Problem requirements:
Transcribe the part of the lipoprotein quiz below word for word, starting with "Questions: Lipoproteins: Structure" and going on through "elevated cardiovascular risk?".

Selected excerpt:
========================

Questions: Lipoproteins: Structure and Lipid Transport
5 questions to test your understanding
Score: 0 / 5
Question 1 Multiple Choice
A patient's blood panel shows high LDL and low HDL. Why does this combination indicate elevated cardiovascular risk?
AHigh LDL stores excess fat in adipose tissue; low HDL means insufficient energy availability for cellular repair
BHigh LDL means more cholesterol is being delivered to peripheral tissues including artery walls, while low HDL means less cholesterol is being scavenged from those tissues and returned to the liver
CLDL particles are toxic because they carry protein that damages endothelial cells; HDL neutralizes this toxicity
LDL's function is to deliver cholesterol to peripheral tissues via LDL receptors; when LDL is abundant, more cholesterol reaches and can accumulate in artery walls, driving atherosclerotic plaque formation. HDL's function is reverse cholesterol transport — it scavenges excess cholesterol from peripheral tissues and returns it to the liver for excretion. Low HDL means this clearance pathway is underactive. The 'good/bad' shorthand captures the directional asymmetry: LDL delivers cholesterol outward, HDL removes it back toward the liver.
Question 2 Multiple Choice
As a VLDL particle circulates and lipoprotein lipase hydrolyzes its triglyceride cargo at capillary walls, what happens to the particle's density?
ADensity decreases as the particle loses mass and expands, eventually becoming a chylomicron
BDensity stays the same because the phospholipid shell expands proportionally to replace lost core lipids
CDensity increases as the triglyceride-rich core shrinks, leaving the particle relatively enriched in protein and cholesterol
DDensity increases initially but decreases again when the particle reaches the liver and exchanges apolipoproteins
Lipoprotein density reflects the ratio of lipid (low density) to protein (high density). VLDL begins very lipid-rich and protein-poor, hence very low density. As lipoprotein lipase removes triglycerides from the core, the lipid-to-protein ratio falls — the remaining core becomes cholesterol ester-rich and the surface apolipoproteins make up a larger fraction of total mass. This progressive densification produces IDL then LDL — the naming convention directly reflects this maturation process. LDL is essentially a cholesterol-delivery remnant of VLDL's triglyceride delivery job.
Question 3 True / False
Apolipoproteins on the lipoprotein surface determine which cellular receptors recognize and take up each lipoprotein class, acting as address labels that direct the particle to its metabolic destination.

========================

(Stored items)
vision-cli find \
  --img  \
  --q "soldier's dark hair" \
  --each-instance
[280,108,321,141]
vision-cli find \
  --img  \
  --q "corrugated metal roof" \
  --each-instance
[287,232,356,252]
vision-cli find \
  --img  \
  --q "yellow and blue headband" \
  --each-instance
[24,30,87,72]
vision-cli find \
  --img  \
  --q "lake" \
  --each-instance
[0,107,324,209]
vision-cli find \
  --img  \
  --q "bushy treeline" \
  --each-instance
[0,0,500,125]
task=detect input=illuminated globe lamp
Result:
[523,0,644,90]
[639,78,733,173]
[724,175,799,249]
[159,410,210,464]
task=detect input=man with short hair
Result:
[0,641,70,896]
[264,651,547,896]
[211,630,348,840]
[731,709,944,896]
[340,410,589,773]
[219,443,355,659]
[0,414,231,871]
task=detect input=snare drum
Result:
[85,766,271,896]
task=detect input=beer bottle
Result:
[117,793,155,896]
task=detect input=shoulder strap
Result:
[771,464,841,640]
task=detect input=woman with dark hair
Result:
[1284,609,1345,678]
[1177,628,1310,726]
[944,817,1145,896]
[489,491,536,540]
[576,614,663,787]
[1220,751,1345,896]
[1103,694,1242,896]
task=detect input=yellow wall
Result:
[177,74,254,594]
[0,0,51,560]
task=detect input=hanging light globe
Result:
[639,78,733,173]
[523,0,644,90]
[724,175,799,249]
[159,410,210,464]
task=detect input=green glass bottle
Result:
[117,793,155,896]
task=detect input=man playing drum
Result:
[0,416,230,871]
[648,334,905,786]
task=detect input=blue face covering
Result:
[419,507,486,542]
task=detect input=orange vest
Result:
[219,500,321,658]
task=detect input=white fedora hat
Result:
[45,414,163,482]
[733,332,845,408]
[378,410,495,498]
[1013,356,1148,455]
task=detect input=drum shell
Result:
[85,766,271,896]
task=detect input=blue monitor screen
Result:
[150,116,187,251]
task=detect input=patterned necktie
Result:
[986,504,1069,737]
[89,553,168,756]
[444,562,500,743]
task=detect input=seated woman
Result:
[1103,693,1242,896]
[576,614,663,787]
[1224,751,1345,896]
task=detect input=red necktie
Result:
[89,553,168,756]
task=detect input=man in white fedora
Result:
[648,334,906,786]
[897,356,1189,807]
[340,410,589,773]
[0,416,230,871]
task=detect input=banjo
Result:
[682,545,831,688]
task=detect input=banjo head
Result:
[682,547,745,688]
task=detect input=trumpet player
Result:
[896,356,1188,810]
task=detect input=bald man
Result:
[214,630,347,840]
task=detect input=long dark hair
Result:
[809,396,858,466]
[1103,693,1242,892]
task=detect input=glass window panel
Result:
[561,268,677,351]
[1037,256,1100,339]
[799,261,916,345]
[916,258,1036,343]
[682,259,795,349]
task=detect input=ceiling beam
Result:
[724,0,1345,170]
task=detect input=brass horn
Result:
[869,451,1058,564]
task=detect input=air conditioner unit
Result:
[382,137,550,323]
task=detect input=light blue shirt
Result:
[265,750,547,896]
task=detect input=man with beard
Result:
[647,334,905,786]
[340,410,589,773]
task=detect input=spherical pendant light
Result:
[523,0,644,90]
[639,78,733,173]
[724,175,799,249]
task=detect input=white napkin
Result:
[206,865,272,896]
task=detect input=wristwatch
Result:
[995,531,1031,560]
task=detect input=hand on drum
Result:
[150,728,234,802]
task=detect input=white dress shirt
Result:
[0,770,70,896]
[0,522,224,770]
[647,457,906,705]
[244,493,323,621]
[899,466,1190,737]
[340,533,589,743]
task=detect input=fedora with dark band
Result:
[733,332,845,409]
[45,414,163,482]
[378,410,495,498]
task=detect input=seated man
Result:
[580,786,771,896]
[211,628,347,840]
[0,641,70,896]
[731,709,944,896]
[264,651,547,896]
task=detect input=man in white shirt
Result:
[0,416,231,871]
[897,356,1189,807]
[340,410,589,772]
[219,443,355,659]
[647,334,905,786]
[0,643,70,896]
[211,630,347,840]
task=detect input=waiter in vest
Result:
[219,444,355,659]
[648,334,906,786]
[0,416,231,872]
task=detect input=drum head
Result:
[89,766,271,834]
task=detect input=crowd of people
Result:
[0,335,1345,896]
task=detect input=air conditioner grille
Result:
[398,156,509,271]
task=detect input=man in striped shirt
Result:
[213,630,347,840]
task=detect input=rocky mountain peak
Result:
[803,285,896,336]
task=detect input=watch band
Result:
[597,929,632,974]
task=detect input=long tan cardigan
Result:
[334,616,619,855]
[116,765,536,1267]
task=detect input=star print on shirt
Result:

========================

Exercise solution:
Questions: Lipoproteins: Structure and Lipid Transport
5 questions to test your understanding
Score: 0 / 5
Question 1 Multiple Choice
A patient's blood panel shows high LDL and low HDL. Why does this combination indicate elevated cardiovascular risk?